BEGIN

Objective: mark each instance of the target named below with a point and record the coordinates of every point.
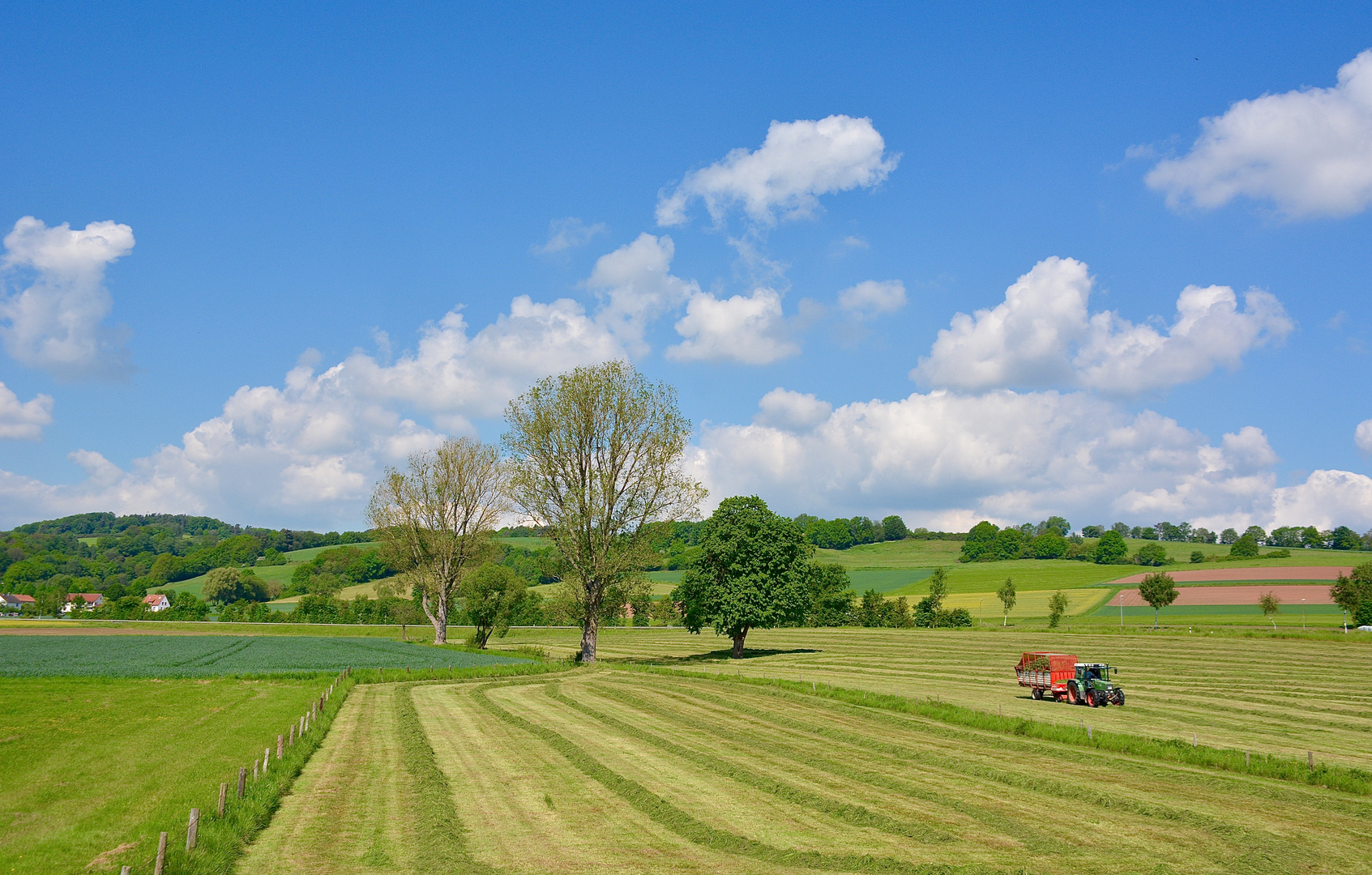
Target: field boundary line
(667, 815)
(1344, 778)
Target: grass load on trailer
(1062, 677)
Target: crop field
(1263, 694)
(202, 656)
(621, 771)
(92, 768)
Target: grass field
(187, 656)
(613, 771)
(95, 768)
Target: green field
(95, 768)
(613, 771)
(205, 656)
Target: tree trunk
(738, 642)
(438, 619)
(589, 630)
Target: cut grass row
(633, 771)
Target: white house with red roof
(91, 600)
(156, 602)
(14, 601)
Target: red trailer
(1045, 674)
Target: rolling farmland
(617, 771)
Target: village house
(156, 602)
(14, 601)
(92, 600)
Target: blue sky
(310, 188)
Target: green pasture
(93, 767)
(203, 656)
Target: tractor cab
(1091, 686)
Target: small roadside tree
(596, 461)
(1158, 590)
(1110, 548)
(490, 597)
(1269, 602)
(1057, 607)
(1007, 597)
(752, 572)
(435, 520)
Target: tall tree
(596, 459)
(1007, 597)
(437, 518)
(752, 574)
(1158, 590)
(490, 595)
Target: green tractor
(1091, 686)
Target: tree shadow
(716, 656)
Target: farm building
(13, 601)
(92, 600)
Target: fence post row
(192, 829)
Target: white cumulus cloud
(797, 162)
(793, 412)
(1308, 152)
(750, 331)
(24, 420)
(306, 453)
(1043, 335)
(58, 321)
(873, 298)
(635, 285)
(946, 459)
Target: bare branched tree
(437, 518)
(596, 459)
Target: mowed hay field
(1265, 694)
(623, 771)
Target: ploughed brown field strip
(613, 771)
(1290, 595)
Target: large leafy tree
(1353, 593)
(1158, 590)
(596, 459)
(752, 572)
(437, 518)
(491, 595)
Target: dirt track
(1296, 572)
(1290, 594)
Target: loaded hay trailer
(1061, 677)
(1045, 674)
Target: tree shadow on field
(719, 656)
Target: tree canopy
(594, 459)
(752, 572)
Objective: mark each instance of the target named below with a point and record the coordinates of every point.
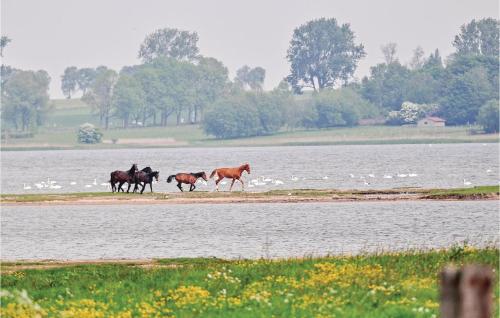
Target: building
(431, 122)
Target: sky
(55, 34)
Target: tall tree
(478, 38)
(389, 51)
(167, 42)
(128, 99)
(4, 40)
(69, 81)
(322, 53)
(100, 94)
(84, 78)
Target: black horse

END

What you are asked to do —
This exercise needs every entry retyped exactly, with the pictures removed.

Exercise response —
Objective: mark each instance of the target named below with a point and record the coordinates of every point.
Target: field boundary line
(667, 815)
(1344, 778)
Target: grass load on trailer
(1062, 677)
Target: crop field
(1263, 694)
(202, 656)
(621, 771)
(92, 768)
Target: grass field
(187, 656)
(613, 771)
(95, 768)
Target: green field
(95, 768)
(613, 771)
(205, 656)
Target: tree trunk
(738, 642)
(438, 619)
(589, 630)
Target: cut grass row
(633, 771)
Target: white house with red roof
(91, 600)
(156, 602)
(14, 601)
Target: red trailer
(1045, 674)
Target: rolling farmland
(617, 771)
Target: village house
(156, 602)
(14, 601)
(92, 600)
Target: blue sky
(310, 188)
Target: green pasture
(93, 767)
(203, 656)
Target: tractor cab
(1091, 686)
Target: small roadside tree
(596, 461)
(1158, 590)
(1110, 548)
(490, 597)
(1269, 602)
(1057, 607)
(1007, 597)
(752, 572)
(435, 520)
Target: tall tree
(596, 459)
(1007, 597)
(437, 518)
(752, 574)
(1158, 590)
(490, 595)
Target: green tractor
(1091, 686)
Target: tree shadow
(716, 656)
Target: farm building
(13, 601)
(92, 600)
Target: fence post row
(192, 829)
Target: white cumulus cloud
(797, 162)
(793, 412)
(1308, 152)
(750, 331)
(24, 420)
(306, 453)
(1043, 335)
(58, 321)
(873, 298)
(635, 285)
(946, 459)
Target: bare branched tree
(437, 518)
(596, 459)
Target: mowed hay field
(1265, 694)
(623, 771)
Target: ploughed brown field strip
(613, 771)
(1290, 595)
Target: large leafy tree
(1353, 593)
(1158, 590)
(596, 459)
(752, 572)
(437, 518)
(491, 595)
Target: dirt track
(1296, 572)
(1290, 594)
Target: loaded hay trailer
(1061, 677)
(1045, 674)
Target: tree shadow on field
(719, 656)
Target: tree canopy
(594, 459)
(752, 572)
Objective: mark each instance of the target named below with a point and record the coordinates of every point.
Target: building
(431, 122)
Target: sky
(55, 34)
Target: tall tree
(478, 38)
(389, 51)
(167, 42)
(128, 99)
(4, 40)
(69, 81)
(322, 53)
(100, 94)
(84, 78)
Target: black horse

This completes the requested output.